— BEGIN —

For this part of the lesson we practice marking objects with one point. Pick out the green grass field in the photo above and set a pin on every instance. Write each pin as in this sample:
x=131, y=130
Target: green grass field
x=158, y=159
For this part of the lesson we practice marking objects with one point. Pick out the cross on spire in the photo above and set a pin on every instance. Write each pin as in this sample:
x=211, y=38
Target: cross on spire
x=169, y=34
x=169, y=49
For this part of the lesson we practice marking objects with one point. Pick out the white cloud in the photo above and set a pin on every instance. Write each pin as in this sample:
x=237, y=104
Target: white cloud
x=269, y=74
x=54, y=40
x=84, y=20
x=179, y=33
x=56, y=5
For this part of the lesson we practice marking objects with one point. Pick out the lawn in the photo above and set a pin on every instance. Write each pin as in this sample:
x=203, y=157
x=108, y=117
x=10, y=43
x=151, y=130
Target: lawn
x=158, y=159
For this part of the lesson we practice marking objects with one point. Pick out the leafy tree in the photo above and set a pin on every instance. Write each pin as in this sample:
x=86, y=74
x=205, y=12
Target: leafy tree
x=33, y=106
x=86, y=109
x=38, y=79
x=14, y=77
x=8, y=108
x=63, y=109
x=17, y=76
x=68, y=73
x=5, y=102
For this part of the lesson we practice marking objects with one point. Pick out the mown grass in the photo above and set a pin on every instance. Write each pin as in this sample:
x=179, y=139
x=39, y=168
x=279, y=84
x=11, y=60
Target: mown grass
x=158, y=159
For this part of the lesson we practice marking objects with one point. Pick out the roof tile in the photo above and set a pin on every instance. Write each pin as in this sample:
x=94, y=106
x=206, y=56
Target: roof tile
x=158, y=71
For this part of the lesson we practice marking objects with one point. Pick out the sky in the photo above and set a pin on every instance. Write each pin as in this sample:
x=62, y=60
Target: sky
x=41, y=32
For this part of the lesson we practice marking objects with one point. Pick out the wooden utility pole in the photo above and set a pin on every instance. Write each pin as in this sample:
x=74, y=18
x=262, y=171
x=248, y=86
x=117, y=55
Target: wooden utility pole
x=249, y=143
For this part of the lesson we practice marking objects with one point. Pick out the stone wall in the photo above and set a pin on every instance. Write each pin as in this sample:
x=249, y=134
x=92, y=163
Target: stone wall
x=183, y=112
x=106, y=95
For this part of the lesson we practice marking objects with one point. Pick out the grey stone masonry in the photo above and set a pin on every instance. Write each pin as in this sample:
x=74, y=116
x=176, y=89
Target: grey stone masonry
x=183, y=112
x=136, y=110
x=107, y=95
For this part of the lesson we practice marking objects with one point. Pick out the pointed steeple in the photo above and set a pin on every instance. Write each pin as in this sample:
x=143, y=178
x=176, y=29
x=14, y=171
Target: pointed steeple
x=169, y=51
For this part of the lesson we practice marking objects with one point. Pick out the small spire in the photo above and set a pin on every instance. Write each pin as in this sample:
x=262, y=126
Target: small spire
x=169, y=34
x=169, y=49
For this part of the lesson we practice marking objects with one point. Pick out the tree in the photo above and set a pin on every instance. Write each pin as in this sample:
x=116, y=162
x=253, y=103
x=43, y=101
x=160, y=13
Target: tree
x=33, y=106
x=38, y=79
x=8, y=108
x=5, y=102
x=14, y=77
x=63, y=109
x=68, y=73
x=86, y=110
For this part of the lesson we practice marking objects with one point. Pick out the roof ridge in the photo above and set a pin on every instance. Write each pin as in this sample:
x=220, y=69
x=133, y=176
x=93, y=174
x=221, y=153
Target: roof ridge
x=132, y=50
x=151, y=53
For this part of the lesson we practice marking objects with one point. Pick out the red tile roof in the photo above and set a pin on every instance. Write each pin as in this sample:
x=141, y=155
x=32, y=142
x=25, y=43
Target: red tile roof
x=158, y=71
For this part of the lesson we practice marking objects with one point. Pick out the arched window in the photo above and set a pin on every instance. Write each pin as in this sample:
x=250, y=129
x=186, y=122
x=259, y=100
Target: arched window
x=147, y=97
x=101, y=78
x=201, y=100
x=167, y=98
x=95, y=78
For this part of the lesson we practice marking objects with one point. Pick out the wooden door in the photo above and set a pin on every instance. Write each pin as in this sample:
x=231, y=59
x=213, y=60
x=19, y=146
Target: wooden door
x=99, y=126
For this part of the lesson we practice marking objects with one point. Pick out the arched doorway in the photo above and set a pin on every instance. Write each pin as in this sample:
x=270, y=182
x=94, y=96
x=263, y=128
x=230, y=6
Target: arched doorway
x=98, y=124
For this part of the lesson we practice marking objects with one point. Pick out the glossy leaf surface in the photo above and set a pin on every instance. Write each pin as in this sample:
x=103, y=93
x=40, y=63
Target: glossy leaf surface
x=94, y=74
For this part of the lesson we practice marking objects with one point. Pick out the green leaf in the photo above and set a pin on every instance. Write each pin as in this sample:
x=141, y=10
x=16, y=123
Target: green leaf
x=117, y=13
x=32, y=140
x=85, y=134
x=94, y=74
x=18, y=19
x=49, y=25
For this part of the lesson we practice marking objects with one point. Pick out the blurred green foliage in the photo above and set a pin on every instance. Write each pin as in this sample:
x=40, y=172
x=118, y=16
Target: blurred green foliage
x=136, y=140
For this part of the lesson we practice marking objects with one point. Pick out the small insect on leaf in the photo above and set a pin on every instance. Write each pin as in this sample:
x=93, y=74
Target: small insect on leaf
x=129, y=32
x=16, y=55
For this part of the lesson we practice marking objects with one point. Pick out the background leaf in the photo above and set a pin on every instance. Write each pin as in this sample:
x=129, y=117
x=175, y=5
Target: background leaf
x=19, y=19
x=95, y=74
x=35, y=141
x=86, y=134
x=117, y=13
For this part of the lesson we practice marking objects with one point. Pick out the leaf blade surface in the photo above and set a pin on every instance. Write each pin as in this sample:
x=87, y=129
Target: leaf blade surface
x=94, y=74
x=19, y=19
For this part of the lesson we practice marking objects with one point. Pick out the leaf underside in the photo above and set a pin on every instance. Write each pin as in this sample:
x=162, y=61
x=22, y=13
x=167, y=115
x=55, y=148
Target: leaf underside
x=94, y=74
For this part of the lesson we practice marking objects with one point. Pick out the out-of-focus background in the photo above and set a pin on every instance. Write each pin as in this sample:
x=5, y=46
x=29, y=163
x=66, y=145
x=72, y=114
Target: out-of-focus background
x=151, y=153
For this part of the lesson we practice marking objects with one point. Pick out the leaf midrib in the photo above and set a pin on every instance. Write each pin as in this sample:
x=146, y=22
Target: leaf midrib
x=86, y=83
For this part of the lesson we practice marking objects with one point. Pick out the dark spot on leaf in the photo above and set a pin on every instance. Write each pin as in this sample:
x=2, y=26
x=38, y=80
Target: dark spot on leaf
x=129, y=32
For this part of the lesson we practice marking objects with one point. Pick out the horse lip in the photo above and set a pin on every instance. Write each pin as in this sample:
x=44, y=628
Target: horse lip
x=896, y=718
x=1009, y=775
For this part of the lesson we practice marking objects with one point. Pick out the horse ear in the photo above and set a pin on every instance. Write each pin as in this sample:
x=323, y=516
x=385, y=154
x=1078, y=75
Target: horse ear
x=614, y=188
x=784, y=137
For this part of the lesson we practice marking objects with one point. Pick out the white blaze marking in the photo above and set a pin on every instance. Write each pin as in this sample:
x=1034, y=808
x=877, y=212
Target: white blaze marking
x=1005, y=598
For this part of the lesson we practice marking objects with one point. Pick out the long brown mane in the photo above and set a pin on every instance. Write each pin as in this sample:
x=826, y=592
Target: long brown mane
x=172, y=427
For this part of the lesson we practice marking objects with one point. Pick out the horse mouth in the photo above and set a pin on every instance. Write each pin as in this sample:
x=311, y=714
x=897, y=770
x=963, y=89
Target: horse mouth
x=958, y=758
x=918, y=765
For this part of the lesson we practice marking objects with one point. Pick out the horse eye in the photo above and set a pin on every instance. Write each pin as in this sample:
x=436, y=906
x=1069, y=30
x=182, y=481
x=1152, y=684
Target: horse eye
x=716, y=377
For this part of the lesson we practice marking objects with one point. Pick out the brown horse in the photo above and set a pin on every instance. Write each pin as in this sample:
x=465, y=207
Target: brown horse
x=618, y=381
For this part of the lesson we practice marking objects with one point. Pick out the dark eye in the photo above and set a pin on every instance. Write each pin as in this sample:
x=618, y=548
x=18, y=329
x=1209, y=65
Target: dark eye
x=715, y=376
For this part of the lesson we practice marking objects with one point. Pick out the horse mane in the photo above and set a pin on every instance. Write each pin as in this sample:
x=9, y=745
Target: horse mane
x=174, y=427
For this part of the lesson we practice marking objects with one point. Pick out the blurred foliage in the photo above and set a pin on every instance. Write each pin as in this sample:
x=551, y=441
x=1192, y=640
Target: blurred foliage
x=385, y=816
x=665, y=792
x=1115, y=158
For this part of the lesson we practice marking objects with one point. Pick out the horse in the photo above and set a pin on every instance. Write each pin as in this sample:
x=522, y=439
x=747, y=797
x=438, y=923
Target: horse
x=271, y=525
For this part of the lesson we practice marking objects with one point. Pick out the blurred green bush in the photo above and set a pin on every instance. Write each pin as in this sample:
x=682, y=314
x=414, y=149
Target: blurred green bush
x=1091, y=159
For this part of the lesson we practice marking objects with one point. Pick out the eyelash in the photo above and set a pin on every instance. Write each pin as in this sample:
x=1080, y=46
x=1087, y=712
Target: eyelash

— END —

[Problem description]:
Reproduce the stretch of the listing from the line containing "out the leafy" through the line containing "x=106, y=95", keeping the request lines. Increase every coordinate in the answer pins by 104, and leave the requests and their sample pins unchanged.

[Full response]:
For this part of the lesson we practice marking objects with one point. Pick out the leafy tree in the photo above and set a pin on every instance. Write each pin as in this sample:
x=86, y=74
x=205, y=12
Target: leafy tree
x=137, y=210
x=190, y=213
x=142, y=183
x=118, y=181
x=112, y=212
x=167, y=213
x=121, y=180
x=172, y=177
x=109, y=206
For this part of the lesson we practice marking objects with one point. Pick out the mown grass in the photo above and set a pin on every instance. Write each pin as in this sample:
x=179, y=139
x=39, y=168
x=279, y=84
x=11, y=60
Target: mown grass
x=262, y=263
For this part of the lesson we practice marking objects with one point. Pick out the roof tile in the photo above and set a pin on every instance. Write each pin as in this sample:
x=94, y=106
x=206, y=56
Target: roof tile
x=262, y=175
For this part of the lesson we practice marking objects with one point. Pick out the sky in the photo above and set a pin on every instance. Write each pin as in this sample:
x=62, y=60
Target: sky
x=145, y=136
For this part of the lesson we practice marking objects with one point. Pick out the wooden utility pole in the photo above and set a pin on every instance. Write each pin as in this sample:
x=74, y=18
x=262, y=171
x=248, y=86
x=117, y=55
Target: wooden utility pole
x=353, y=247
For this part of the lesson we practice marking objects with one point. Pick out the stone wall in the photo above and set a pin on every instance. Write each pin as in this sample:
x=249, y=134
x=92, y=163
Target: stone wall
x=287, y=216
x=210, y=199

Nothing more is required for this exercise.